TASK DETAILS: Scan the records for the string "cloud" and copy every line that holds it.

[Data extracted from a collection]

=======

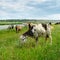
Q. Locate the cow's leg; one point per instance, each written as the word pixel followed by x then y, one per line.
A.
pixel 46 37
pixel 50 37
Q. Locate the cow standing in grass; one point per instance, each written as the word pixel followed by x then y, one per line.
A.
pixel 18 28
pixel 36 31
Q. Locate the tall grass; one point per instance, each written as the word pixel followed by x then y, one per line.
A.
pixel 11 50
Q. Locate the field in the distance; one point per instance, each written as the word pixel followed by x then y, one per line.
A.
pixel 10 49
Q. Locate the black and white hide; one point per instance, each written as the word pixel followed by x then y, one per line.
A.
pixel 36 31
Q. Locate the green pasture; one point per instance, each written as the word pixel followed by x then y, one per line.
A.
pixel 9 23
pixel 11 49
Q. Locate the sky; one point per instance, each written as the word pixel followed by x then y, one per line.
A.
pixel 30 9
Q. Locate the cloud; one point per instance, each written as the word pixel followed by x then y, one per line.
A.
pixel 35 9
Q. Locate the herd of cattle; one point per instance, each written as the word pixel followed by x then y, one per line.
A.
pixel 35 31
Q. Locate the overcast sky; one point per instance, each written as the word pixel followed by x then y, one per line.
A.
pixel 30 9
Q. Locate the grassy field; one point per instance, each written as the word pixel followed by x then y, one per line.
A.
pixel 9 23
pixel 11 50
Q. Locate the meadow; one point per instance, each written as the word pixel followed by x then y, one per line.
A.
pixel 10 48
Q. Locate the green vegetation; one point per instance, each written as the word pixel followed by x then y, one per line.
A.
pixel 10 48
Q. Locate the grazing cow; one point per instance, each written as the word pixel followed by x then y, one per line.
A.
pixel 11 27
pixel 18 28
pixel 36 31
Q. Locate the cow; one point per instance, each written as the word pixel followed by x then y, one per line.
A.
pixel 36 31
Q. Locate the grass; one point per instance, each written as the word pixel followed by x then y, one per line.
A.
pixel 11 50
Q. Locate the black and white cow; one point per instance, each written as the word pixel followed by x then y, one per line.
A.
pixel 36 31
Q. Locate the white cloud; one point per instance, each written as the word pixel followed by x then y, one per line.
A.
pixel 52 17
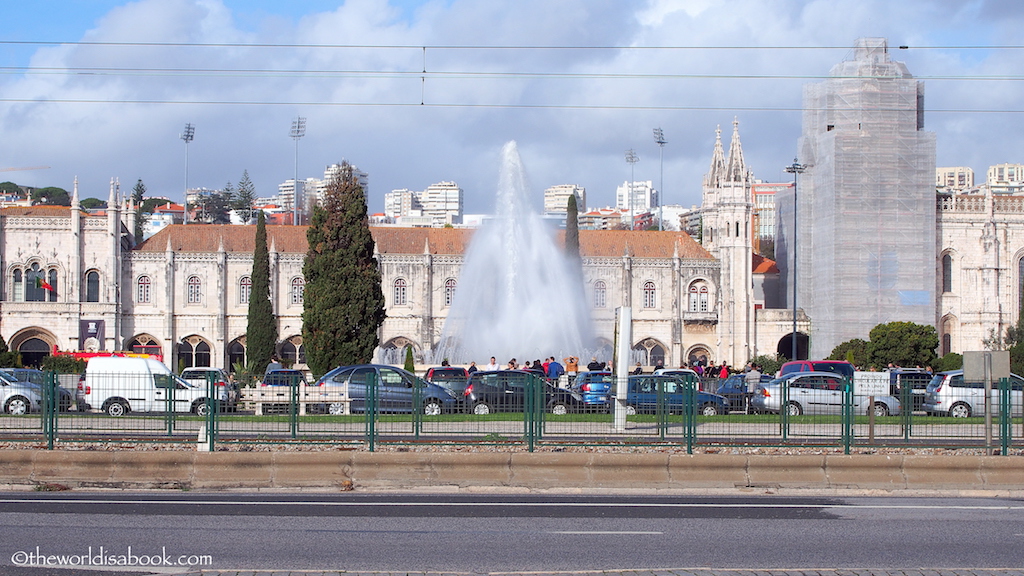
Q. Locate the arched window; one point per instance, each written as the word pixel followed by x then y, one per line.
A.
pixel 947 273
pixel 18 287
pixel 34 291
pixel 52 292
pixel 195 295
pixel 92 286
pixel 143 290
pixel 245 289
pixel 450 285
pixel 399 292
pixel 649 295
pixel 600 294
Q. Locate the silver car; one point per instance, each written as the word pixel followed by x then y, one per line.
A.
pixel 948 395
pixel 18 398
pixel 816 393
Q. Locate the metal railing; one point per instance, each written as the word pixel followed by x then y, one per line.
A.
pixel 538 414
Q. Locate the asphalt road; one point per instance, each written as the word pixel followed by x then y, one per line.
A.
pixel 508 533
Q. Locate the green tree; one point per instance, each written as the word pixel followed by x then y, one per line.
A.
pixel 902 343
pixel 572 230
pixel 410 361
pixel 855 347
pixel 769 364
pixel 343 303
pixel 261 333
pixel 137 197
pixel 51 196
pixel 243 204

=======

PROBLEM SOLUTION:
Q. Locate the cloud; one point per instance, each written as the word pixel followed by x then y, one per line.
Q. Locate the white cloud; one point per instance, each written as the word pixel followed by x then y, one per line.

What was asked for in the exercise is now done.